§ Kutipan Teks
────────────────

Hampir selama satu minggu kemarin, media sosial kita disibukkan membaca perdebatan soal salat di Gelora Bung Karno (GBK) yang dilakukan pendukung salah satu Capres-Cawapres. Perdebatan dari soal arah kiblat, hukum sah salat hingga model barisan saf salat Subuh minggu kemarin (7/4) ramai di linimasa dan aplikasi pesan instan. Perdebatan ini hanya pucuk gunung es dari banyak perdebatan di media sosial, kemudian permasalahan tersebut dibawa ke perbincangan di ruang-ruang publik yang akan membuat keriuhan di media sosial.
Perdebatan di media sosial seperti kasus di atas adalah hasil segregasi dua kelompok pendukung calon presiden, yakni Cebong dan Kampret. Perseteruan di media sosial yang melibatkan dua kelompok ini terus mendominasi linimasa media sosial dan pesan instan kita. Entah apapun tema yang diperbincangkan, debat antara dua pendukung ini tidak akan pernah ketemu karena membela atau memuji paslon yang mereka dukung adalah harga mati. Apakah yang sebenarnya didukung atau dibela oleh Cebong dan Kampret ini?
Manusia setengah dewa adalah standar paling minimal yang diharapkan oleh kedua kubu pendukung. Paslon tersebut memiliki kebaikan di tingkat maksimum dan mangkir di ranah kesalahan atau aib, walau dalam posisi sebagai manusia. Pendukung atau lovers selalu mengkomodifikasi semua kebaikan yang akan dilekatkan kepada salah satu kontestan yang mereka percaya bisa membawa kebaikan-kebaikan yang akan kembali kepada mereka.

────────────────

§ Data Mentah
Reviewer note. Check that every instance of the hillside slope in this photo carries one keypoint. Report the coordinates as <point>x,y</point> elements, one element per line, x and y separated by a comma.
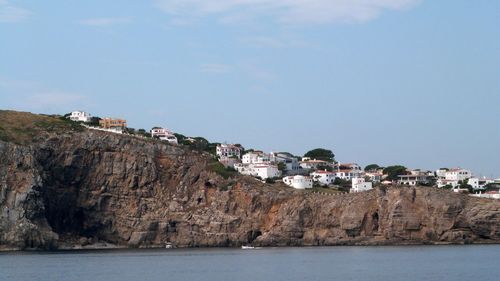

────────────────

§ Daftar Tugas
- a) Ringkas paragraf kutipan yang diawali "Manusia setengah dewa adalah" menjadi daftar berpoin tanpa menghilangkan fakta utamanya.
- b) Jawab pertanyaan berikut berdasarkan kutipan:
(i) Tanggal berapa salat Subuh di GBK yang diperdebatkan itu berlangsung?
(ii) Apa sebutan bagi dua kelompok pendukung calon presiden?
(iii) Apa standar paling minimal yang diharapkan oleh kedua kubu pendukung?
Materi ini tidak ada hubungannya dengan kutipan.

§ Hasil Tiap Tugas
- a)
- Kedua kubu pendukung mengharapkan paslon setidaknya menjadi manusia setengah dewa.
- Paslon dianggap memiliki kebaikan maksimum dan bebas dari kesalahan atau aib, meskipun tetap manusia.
- Pendukung mengkomodifikasi semua kebaikan lalu melekatkannya pada kontestan yang mereka yakini akan membawa kebaikan bagi mereka.

- b)
(i) 7/4.
(ii) Cebong dan Kampret.
(iii) Manusia setengah dewa.